• **What is required**
Can you retype, character for character, the entries from the line containing "the utility pole." through the last line of the entries, including both of those lines?

• **Record list**
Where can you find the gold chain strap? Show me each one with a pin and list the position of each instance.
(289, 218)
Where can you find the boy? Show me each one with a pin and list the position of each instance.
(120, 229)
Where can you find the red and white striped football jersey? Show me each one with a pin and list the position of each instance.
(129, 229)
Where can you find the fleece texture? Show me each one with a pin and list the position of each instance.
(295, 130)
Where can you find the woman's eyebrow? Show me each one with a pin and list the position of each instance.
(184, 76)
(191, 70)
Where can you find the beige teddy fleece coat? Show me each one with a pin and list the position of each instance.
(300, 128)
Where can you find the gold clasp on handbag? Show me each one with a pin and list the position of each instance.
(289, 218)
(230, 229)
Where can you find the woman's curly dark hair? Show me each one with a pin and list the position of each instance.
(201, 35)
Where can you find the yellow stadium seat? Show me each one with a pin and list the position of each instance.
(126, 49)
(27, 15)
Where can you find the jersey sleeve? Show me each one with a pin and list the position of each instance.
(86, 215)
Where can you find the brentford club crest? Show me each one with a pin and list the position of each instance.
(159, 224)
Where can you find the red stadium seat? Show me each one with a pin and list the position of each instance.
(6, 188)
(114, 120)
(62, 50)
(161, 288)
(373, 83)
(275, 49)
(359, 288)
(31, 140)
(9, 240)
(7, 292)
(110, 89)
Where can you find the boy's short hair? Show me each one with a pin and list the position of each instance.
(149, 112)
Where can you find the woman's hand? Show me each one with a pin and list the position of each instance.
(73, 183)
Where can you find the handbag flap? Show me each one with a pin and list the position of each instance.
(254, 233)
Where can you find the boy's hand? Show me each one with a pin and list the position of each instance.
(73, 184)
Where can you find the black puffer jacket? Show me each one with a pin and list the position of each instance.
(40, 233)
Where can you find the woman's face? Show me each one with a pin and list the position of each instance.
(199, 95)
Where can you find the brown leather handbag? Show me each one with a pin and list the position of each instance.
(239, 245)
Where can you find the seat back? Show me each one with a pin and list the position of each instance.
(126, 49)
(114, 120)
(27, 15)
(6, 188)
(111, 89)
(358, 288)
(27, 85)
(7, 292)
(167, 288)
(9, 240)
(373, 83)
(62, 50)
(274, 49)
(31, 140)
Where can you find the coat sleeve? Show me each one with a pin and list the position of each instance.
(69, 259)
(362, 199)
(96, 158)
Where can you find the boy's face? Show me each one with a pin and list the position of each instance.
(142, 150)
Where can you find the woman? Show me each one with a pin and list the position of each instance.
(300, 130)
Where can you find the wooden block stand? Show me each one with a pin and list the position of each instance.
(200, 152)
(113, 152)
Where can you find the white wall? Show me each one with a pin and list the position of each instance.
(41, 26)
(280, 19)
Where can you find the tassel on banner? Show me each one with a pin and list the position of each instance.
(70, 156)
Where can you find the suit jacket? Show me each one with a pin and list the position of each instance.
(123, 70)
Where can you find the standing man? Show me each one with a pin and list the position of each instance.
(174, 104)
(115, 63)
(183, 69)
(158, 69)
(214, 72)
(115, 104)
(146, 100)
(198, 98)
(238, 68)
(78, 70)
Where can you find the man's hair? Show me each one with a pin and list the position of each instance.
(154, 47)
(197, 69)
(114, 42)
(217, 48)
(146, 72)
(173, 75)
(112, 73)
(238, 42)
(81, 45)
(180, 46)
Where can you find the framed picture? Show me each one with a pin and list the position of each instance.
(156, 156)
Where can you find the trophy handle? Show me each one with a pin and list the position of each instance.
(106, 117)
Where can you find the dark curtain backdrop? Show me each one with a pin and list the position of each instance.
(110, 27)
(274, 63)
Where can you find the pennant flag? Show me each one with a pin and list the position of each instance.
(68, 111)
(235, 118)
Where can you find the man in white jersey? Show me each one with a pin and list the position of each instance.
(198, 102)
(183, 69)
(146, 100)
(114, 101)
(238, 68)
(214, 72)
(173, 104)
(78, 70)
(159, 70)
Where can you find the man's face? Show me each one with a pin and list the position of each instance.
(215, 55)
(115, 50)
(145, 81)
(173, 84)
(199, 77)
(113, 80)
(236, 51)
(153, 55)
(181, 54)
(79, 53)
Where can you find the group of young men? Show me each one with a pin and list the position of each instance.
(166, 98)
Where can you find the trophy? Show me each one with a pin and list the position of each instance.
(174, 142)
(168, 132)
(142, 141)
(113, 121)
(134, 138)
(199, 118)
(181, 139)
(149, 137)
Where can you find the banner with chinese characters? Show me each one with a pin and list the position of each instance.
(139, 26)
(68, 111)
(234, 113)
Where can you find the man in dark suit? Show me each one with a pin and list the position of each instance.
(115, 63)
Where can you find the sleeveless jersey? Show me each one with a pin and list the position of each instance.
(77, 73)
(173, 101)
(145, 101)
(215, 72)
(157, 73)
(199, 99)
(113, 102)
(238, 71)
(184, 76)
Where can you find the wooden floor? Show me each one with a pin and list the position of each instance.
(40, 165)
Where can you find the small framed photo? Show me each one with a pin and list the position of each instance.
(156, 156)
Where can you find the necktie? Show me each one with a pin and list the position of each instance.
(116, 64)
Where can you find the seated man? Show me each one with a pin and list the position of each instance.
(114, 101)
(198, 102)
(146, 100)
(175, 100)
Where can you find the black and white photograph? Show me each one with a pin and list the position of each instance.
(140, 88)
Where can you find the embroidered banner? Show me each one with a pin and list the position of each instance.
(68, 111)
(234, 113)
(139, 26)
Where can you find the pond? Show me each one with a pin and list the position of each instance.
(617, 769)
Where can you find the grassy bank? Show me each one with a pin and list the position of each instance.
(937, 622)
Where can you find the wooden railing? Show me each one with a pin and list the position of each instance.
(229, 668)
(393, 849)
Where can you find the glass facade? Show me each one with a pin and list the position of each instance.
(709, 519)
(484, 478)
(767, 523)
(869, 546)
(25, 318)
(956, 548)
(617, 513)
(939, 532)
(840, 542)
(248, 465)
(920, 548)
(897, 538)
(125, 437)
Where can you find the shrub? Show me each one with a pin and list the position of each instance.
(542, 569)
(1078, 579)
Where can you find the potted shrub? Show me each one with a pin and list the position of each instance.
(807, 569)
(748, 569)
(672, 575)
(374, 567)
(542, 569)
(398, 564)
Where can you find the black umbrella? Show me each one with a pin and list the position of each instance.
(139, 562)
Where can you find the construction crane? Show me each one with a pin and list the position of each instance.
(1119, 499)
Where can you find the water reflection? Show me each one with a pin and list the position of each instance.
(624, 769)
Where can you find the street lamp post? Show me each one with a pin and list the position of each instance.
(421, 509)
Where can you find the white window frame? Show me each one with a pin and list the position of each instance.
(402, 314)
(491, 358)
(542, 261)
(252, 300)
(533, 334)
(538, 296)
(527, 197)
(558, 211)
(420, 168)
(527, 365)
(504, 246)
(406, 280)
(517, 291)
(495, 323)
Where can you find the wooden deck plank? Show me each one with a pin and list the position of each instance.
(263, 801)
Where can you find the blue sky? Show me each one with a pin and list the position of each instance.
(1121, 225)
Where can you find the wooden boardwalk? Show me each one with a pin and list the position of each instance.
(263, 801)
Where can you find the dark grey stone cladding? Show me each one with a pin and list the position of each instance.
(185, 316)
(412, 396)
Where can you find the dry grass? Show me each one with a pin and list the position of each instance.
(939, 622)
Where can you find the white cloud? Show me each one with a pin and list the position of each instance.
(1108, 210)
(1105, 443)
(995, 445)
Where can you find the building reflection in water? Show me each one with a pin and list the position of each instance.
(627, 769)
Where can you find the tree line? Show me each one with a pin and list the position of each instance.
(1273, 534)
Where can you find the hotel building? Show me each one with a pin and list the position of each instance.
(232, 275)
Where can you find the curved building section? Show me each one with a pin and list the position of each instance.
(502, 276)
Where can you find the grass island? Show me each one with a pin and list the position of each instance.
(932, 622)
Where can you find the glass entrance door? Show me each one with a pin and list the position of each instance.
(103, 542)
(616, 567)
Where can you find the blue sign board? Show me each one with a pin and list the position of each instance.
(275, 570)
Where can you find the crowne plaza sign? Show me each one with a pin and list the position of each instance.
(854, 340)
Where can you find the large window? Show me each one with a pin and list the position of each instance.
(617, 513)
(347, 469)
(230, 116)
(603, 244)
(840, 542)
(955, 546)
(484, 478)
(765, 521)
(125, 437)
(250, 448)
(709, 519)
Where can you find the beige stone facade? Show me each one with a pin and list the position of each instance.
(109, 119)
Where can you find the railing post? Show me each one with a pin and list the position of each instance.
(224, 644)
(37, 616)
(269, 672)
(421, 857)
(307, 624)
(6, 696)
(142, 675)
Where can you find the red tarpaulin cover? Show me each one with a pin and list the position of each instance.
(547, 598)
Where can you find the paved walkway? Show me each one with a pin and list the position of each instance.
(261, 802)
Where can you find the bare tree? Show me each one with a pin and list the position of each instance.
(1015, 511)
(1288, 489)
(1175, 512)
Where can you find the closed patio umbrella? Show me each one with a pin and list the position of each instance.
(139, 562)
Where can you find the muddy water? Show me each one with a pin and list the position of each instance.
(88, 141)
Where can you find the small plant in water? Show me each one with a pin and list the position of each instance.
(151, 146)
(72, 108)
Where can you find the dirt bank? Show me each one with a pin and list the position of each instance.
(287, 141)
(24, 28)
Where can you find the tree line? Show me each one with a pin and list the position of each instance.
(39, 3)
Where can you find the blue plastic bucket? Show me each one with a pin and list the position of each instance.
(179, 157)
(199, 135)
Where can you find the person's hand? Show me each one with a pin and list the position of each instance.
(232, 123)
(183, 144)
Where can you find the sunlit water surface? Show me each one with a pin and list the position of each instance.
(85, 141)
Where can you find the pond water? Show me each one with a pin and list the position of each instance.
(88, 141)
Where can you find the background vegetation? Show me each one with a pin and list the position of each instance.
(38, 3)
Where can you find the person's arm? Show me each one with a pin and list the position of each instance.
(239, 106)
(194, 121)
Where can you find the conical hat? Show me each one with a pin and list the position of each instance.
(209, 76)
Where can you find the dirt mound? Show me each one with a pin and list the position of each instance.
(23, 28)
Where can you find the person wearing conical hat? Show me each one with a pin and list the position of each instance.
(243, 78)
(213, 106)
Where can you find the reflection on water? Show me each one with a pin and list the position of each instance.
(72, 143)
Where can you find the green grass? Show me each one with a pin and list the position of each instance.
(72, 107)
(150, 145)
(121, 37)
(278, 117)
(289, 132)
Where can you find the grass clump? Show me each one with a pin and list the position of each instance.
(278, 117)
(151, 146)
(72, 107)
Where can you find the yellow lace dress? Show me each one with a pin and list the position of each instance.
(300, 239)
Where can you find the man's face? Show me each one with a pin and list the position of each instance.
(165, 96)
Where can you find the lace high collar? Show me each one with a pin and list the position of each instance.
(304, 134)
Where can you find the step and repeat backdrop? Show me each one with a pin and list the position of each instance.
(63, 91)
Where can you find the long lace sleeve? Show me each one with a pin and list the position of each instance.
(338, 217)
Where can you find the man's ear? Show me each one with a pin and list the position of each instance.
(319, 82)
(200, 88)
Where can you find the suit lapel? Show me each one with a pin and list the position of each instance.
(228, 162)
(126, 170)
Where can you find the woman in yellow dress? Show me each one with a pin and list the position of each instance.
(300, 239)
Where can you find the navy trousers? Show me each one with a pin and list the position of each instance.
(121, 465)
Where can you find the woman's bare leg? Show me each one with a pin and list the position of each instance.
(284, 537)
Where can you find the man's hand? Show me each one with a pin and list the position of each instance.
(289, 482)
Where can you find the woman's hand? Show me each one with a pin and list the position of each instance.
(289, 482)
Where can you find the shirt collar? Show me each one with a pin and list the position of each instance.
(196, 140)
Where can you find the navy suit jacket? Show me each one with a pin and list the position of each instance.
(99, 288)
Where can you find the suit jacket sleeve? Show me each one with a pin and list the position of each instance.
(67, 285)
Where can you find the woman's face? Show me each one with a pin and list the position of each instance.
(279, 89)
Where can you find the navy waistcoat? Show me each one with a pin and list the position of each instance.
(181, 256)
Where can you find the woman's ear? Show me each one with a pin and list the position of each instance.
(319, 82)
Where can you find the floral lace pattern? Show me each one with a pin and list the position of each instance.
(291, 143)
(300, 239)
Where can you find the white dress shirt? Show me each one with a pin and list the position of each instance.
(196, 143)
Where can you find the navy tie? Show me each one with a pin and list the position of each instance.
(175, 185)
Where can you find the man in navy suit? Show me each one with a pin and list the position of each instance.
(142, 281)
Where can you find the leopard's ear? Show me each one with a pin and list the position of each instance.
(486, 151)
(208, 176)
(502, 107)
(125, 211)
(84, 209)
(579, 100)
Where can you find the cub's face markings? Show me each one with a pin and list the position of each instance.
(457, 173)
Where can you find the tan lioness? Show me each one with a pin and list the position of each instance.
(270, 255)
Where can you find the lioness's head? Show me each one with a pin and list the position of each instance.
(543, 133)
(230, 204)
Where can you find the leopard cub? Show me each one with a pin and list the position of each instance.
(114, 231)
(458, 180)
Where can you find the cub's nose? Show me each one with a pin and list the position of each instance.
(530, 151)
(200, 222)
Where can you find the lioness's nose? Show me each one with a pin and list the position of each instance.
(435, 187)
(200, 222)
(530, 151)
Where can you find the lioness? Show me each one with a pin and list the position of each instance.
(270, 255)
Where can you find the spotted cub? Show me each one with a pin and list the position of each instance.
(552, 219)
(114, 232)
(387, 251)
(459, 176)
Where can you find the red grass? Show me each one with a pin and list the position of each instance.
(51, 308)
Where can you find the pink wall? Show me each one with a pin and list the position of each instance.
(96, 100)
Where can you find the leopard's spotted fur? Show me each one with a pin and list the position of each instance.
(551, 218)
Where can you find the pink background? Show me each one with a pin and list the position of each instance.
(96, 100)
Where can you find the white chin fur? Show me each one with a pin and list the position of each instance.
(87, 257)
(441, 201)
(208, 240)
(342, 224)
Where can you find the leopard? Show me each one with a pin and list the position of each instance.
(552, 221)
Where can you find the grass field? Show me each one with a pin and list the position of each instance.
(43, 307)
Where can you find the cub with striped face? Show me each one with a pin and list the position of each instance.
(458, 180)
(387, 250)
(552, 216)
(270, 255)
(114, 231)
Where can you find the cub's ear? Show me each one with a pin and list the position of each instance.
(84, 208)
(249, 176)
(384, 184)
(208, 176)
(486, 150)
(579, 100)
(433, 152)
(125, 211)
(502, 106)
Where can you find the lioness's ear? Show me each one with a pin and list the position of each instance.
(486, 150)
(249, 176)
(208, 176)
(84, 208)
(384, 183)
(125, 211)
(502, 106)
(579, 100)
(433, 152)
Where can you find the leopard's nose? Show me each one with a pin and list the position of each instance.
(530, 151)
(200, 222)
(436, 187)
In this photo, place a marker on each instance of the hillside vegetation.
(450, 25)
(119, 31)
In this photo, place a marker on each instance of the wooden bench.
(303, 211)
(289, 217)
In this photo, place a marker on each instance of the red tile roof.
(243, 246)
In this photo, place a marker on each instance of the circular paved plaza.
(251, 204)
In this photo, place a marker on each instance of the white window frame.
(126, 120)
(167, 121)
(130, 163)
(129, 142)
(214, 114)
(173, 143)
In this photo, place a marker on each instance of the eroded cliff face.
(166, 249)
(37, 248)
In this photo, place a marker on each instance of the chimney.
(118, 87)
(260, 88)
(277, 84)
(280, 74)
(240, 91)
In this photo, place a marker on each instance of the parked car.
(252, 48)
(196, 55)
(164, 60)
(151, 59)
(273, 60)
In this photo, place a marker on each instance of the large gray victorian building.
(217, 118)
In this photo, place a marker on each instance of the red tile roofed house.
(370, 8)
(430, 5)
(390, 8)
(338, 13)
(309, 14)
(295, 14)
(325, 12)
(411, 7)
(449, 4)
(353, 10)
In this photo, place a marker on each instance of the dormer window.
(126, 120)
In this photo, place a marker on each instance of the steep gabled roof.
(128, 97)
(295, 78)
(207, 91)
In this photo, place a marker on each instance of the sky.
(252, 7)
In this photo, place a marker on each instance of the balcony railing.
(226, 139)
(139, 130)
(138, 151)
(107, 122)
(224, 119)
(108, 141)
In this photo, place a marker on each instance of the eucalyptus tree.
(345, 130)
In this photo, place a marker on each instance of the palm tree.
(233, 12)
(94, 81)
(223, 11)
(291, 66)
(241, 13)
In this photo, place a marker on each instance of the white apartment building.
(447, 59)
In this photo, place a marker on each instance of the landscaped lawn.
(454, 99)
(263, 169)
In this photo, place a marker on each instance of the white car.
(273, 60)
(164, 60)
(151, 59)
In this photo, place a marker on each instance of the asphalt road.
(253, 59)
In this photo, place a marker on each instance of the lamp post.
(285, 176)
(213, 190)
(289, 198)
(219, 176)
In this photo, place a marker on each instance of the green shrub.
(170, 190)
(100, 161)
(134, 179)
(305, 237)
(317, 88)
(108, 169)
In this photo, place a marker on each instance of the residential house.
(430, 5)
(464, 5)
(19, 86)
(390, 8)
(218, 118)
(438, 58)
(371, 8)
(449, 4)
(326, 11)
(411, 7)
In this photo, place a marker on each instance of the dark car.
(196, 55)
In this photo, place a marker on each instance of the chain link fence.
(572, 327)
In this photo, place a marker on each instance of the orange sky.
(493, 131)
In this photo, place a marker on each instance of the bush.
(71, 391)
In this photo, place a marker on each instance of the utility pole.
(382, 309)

• **Expected output**
In this photo, place a marker on each instance of the utility pole.
(382, 309)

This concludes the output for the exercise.